> _EXERCISE BRIEF_:
Extract every line of the records below that contains the string "dark", matching case exactly.

> _Object position labeling entries_:
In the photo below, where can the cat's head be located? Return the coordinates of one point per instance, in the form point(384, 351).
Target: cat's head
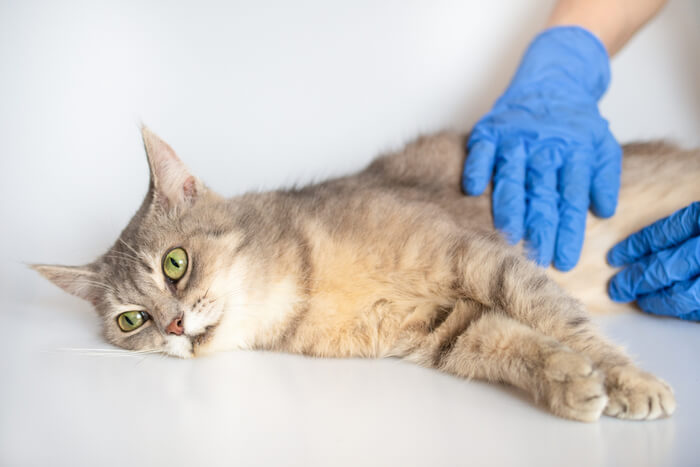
point(160, 286)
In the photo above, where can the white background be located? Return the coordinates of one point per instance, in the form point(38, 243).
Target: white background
point(255, 95)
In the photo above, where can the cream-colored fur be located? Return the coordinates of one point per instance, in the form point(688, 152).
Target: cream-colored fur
point(392, 261)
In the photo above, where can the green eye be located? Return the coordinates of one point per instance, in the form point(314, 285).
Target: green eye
point(130, 320)
point(175, 264)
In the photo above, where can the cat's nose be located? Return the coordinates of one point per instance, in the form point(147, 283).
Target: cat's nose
point(175, 327)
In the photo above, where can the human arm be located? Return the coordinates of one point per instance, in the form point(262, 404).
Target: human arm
point(550, 151)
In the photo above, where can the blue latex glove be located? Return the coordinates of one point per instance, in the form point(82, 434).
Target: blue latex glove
point(663, 266)
point(552, 151)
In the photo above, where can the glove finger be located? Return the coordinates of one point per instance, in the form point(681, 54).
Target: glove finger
point(574, 188)
point(681, 300)
point(657, 271)
point(662, 234)
point(542, 199)
point(479, 164)
point(605, 186)
point(509, 189)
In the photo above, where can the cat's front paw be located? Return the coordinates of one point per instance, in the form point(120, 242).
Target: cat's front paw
point(575, 389)
point(636, 395)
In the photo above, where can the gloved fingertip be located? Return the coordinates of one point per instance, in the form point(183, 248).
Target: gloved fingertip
point(564, 265)
point(604, 210)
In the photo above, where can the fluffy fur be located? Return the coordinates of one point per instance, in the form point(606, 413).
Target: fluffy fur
point(392, 261)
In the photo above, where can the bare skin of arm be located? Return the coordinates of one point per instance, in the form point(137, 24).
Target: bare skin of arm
point(614, 22)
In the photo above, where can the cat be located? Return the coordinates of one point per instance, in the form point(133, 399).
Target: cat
point(393, 261)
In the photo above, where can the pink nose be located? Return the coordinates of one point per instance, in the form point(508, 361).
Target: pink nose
point(175, 327)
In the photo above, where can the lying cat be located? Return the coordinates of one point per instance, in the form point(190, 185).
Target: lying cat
point(392, 261)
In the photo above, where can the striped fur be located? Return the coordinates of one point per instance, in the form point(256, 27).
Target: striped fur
point(392, 261)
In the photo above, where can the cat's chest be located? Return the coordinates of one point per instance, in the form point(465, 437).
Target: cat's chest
point(252, 319)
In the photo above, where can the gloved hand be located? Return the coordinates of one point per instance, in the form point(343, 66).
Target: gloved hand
point(552, 151)
point(663, 266)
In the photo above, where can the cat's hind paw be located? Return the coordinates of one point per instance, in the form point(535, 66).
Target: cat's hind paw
point(575, 389)
point(636, 395)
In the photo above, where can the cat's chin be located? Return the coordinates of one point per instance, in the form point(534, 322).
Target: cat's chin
point(179, 346)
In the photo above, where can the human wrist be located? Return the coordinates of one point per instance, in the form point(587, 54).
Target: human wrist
point(569, 55)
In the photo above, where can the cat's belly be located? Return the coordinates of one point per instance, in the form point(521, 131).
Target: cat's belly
point(640, 204)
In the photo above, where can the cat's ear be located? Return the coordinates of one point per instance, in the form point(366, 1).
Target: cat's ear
point(172, 184)
point(76, 280)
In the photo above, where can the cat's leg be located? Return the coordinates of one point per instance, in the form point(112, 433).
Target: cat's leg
point(474, 341)
point(502, 279)
point(632, 393)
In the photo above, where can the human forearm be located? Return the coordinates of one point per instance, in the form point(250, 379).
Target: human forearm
point(614, 22)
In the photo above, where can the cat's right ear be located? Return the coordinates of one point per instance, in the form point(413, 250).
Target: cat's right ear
point(76, 280)
point(172, 184)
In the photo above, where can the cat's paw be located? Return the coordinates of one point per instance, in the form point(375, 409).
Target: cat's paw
point(575, 389)
point(636, 395)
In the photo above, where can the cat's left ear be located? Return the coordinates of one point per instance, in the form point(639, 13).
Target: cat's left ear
point(172, 184)
point(76, 280)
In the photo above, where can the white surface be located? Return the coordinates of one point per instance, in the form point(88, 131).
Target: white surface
point(257, 95)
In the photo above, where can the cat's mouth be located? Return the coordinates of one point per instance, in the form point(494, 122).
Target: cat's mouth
point(203, 338)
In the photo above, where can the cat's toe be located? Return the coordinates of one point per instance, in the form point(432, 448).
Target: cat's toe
point(575, 389)
point(636, 395)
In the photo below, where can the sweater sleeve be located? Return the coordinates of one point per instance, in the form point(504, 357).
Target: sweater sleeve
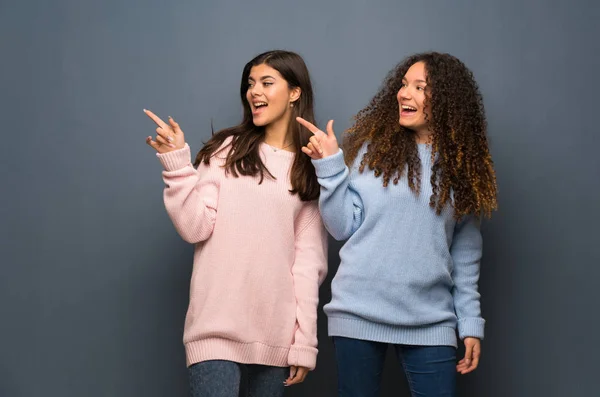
point(466, 252)
point(309, 271)
point(190, 194)
point(341, 206)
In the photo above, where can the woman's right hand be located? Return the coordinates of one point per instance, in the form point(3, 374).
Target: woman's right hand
point(169, 136)
point(320, 145)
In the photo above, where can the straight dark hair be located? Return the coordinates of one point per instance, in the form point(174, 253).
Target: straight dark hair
point(243, 157)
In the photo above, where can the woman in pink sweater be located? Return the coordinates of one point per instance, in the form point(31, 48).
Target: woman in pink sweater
point(260, 246)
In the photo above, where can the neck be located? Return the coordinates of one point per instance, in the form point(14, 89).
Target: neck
point(276, 134)
point(424, 136)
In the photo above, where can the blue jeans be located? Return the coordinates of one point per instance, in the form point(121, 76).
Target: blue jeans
point(218, 378)
point(430, 370)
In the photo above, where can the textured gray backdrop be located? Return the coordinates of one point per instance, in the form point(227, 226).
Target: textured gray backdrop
point(94, 279)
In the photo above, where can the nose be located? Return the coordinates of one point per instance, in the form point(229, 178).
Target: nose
point(403, 93)
point(255, 90)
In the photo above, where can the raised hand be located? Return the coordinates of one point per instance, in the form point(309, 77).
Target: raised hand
point(320, 144)
point(169, 136)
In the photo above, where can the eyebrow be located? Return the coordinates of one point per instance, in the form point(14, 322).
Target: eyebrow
point(418, 81)
point(263, 78)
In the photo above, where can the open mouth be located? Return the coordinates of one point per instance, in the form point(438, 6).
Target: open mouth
point(408, 110)
point(258, 107)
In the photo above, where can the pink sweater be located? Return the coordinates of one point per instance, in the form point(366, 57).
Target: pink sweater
point(260, 256)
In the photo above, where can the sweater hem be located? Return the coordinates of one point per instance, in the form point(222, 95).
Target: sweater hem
point(239, 352)
point(438, 335)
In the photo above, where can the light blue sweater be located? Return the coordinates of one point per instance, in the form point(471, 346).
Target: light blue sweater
point(407, 275)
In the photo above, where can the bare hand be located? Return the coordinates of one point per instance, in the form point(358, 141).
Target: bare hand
point(320, 144)
point(169, 136)
point(472, 353)
point(297, 375)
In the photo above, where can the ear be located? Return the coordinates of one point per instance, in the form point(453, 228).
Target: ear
point(295, 94)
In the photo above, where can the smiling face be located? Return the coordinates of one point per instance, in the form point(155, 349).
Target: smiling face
point(269, 96)
point(411, 99)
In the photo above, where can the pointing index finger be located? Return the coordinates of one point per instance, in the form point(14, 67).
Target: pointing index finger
point(156, 119)
point(310, 126)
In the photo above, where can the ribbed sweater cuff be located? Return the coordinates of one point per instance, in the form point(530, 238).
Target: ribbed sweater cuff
point(471, 327)
point(303, 356)
point(330, 166)
point(175, 160)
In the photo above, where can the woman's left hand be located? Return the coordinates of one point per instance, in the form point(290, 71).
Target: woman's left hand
point(297, 375)
point(471, 359)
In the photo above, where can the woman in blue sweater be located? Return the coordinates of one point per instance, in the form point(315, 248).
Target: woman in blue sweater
point(407, 193)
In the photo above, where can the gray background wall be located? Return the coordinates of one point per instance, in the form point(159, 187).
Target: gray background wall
point(94, 279)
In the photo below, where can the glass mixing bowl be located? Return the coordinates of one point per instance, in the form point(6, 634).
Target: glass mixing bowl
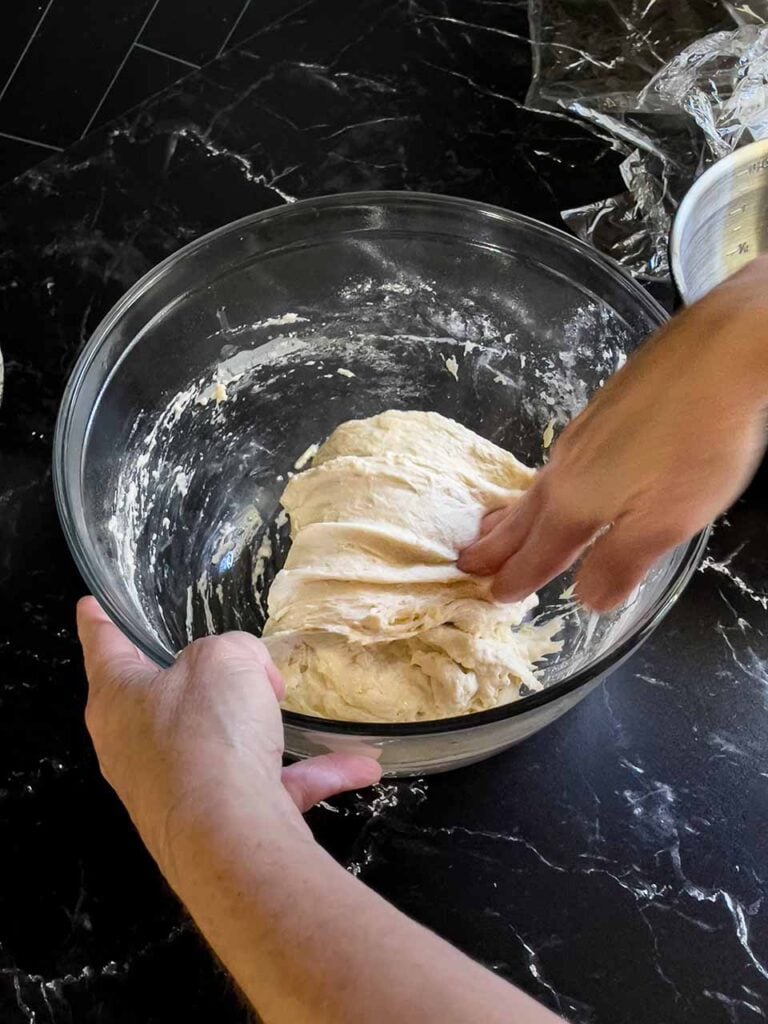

> _RESPONSE_:
In the photo above, where can the straight dark hair be located? Return the coordinates of one point per instance, in the form point(174, 253).
Target: straight dark hair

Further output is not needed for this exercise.